Just as I was starting to get depressed, Prof. John Ikerd, an ag professor says it's time to shift to a different paradigm, a different world view. Yes! Now we're taken to Joel Salatin's farm, Polyface, in Virginia. If you've read "Omnivore's Dilemma," you're probably quite familiar with Polyface. Now we get to see Salatin, wearing his "Grassfed" T-shirt, moving his eggmobiles to a new pasture and letting the hens out to forage. Salatin is not trying to replicate what his grandfather did. He's trying to replicate what animals do naturally. In nature, herbivores don't eat meat, but Big Ag feeds meat to cows, which is where mad cow disease came from. All the diseases in modern agriculture are nature's way of screaming at the industrialized system, Salatin says, and we need to look at nature and try to mimic that.
One of the most compelling stories came from pig farmer, Russ Kremer, from Frankenstein, Missouri, who went to college to study agriculture, and convinced his father to modernize their hog farm. "I got hung up on that, and you know what, it didn't work," Kremer said. Diseases increased among the pigs, and the use of antibiotics became a daily ritual. "It wasn't a very pleasant lifestyle." Then 15 years ago, a boar hog stabbed him in the leg with his tusk. Two weeks later, he had an antibiotic-resistant strep infection. He nearly died and realized that he had created a monster. "I realized I'm propagating this. My conscious really kicked in, and I said I can't do this anymore." He killed all of his pigs and started over with a free-range sustainable system. He hasn't used any antibiotics in 14 years, because he hasn't had any sick hogs.
Another inspiring story comes from Will Allen of Growing Power in Milwaukee, which is a three acre urban farm that grows 150 varieties of salad greens and 4,000 tilapia whose waste feeds the plants. They compost about 6 millions pounds of food waste from the city each year. Allen said that food wholesalers throw away thousands of pounds of food every week, and "we're just scratching the surface."

* Study questions:
a. In the passage on sustainable farming, how long has Russ Kremer gone without using antibiotics?
b. Write a continuation of the passage on sustainable farming, starting right after its final sentence.

* Entries supplied:
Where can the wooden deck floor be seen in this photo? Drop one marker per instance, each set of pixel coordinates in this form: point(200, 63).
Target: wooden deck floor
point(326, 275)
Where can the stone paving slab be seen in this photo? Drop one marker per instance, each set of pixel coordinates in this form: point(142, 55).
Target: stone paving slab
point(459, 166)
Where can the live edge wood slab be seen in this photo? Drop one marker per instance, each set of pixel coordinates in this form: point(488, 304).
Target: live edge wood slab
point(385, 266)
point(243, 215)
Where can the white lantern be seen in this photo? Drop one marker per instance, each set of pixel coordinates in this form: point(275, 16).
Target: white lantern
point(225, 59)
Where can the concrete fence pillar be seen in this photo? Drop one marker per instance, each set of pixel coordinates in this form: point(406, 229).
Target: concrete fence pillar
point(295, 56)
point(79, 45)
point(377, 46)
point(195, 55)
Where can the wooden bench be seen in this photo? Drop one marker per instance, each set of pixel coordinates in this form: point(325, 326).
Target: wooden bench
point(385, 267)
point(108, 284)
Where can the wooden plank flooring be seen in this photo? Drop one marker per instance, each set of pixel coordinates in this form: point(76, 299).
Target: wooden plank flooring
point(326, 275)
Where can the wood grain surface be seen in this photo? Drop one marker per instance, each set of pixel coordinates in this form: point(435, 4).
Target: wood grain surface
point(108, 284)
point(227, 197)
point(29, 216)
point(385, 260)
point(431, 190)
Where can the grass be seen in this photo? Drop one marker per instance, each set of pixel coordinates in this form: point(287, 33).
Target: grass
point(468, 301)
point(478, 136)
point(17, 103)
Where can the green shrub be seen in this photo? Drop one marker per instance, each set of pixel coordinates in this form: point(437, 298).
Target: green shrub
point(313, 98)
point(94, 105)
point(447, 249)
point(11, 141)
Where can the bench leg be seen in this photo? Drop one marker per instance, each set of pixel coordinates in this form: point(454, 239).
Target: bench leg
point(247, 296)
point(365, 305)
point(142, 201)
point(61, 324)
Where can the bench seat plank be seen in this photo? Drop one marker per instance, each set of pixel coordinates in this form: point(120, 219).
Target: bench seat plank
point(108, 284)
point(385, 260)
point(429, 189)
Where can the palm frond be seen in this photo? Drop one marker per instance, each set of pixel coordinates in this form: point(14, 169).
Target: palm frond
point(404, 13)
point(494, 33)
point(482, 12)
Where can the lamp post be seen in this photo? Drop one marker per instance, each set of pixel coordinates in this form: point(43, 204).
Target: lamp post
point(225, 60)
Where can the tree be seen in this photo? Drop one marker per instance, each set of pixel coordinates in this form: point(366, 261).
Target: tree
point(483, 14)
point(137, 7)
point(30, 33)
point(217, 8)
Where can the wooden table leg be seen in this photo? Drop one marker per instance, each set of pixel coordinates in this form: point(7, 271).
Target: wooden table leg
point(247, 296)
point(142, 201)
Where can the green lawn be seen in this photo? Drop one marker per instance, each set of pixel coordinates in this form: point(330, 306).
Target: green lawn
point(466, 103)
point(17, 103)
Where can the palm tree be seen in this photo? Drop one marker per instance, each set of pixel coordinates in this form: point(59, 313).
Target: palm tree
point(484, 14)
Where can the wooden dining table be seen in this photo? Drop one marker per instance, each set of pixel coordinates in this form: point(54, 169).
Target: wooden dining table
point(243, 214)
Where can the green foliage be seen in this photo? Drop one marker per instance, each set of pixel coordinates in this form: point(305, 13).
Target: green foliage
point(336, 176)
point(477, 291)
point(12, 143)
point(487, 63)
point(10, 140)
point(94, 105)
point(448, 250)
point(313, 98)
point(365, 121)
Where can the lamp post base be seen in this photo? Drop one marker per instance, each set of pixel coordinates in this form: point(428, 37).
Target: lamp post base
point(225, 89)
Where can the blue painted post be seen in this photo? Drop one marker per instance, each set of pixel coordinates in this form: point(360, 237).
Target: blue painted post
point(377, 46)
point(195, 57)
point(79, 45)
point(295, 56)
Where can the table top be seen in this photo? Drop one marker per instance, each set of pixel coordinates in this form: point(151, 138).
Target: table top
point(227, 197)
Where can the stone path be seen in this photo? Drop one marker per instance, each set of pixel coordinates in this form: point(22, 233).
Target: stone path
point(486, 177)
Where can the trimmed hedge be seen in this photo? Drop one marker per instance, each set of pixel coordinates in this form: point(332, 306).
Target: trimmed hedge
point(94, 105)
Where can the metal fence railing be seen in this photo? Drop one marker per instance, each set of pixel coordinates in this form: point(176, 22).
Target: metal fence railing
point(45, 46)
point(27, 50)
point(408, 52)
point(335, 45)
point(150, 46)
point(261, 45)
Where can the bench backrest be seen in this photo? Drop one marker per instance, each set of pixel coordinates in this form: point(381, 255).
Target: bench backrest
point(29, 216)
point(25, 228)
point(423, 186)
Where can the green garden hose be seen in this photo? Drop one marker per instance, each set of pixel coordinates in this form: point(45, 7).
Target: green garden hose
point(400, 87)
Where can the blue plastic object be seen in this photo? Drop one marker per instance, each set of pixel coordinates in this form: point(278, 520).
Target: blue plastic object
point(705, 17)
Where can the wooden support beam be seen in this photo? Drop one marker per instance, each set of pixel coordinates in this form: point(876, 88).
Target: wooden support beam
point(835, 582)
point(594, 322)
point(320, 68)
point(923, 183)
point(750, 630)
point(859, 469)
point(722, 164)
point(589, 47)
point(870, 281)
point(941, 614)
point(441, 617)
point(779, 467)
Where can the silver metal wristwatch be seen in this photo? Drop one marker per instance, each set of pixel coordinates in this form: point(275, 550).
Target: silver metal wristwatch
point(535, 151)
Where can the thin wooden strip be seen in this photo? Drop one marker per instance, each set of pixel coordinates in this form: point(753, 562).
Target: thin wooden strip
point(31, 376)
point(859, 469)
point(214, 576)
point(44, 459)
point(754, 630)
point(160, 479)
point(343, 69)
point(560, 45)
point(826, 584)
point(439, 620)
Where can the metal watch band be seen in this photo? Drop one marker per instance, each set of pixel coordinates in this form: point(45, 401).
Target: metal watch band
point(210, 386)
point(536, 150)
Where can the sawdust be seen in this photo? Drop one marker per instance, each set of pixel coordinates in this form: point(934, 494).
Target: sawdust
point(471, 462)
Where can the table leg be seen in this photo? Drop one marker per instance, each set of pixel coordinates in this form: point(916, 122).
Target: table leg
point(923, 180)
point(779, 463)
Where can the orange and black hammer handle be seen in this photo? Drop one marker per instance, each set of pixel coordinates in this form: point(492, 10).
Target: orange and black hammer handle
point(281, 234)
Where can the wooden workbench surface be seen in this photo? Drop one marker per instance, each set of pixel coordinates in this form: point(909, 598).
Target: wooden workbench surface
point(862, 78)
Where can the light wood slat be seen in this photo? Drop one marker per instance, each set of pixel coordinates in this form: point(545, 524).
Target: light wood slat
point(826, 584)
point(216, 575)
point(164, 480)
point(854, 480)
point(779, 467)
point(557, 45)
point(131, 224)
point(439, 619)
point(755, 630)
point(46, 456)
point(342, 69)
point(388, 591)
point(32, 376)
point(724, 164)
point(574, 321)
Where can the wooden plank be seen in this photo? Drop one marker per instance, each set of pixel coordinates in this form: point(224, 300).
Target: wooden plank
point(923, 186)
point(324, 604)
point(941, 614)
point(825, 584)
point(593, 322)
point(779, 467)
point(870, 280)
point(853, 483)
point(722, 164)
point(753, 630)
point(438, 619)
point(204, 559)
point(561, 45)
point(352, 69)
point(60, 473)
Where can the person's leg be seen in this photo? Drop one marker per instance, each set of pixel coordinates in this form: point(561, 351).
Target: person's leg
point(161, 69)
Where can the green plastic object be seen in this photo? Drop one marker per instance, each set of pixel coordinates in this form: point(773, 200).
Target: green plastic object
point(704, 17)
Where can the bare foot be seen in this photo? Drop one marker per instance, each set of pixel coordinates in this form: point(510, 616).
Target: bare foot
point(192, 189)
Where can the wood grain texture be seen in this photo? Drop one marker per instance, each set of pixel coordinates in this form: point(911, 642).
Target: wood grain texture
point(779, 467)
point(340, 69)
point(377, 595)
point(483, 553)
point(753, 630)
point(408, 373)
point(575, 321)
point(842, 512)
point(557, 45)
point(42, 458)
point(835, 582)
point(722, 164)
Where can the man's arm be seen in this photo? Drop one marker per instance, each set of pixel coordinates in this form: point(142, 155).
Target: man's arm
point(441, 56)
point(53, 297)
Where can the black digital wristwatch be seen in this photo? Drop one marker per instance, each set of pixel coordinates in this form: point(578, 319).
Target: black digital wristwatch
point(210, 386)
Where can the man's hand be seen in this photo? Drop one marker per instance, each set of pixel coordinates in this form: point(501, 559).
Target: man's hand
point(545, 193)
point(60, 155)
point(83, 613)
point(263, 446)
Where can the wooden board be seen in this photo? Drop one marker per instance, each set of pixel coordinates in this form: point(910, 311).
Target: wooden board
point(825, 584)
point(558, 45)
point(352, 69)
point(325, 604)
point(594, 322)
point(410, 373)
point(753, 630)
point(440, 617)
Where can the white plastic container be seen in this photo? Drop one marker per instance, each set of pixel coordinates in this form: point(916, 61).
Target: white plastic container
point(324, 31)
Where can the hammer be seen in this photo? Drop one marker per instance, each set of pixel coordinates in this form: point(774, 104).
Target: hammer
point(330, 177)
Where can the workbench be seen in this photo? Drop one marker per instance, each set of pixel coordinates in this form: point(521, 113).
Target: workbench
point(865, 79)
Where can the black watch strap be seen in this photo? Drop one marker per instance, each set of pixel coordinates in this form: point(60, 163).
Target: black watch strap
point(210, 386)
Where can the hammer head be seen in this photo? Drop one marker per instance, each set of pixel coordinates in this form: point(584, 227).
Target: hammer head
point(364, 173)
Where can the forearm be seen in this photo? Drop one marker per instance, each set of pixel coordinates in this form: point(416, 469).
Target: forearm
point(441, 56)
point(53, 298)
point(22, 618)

* Replies:
a. Fourteen years

b.
This is where the documentary could have introduced the elephant in the room -- GM foods, a subject that is completely ignored in the film. Scientists claim that GM foods are necessary to feed the world. But if you've read much on this topic, you've read that we already grow enough food to feed everyone -- we just don't do a very good job of distributing it. When I attended the vermicomposting seminar in February, I heard the same thing from a speaker about how much food is wasted. He said he was once given an entire load of apples because they weren't shiny -- the produce manager of the grocery store said his customers wouldn't buy apples if they weren't shiny. At only 70 minutes, it would not have made the film overly long to add 15 or 20 minutes on GM foods, which we are all eating if we buy food from the supermarket.
I can't fault the film for anything that it included though. The farmers, scientists and other experts interviewed provided valuable information for us as consumers, and they really did their homework, making sure that everything was accurate. I especially like the fact that they sat down face-to-face with modern chicken farmers and asked them to explain their operation. It confirmed my suspicion that they have no idea that they're doing anything that is less than optimal. That is terribly sad. I hope they saw the film though and maybe realized that there is another way of doing things. I hope a lot of people see this film and realize that there is another way of doing things -- whether you're a farmer or a consumer.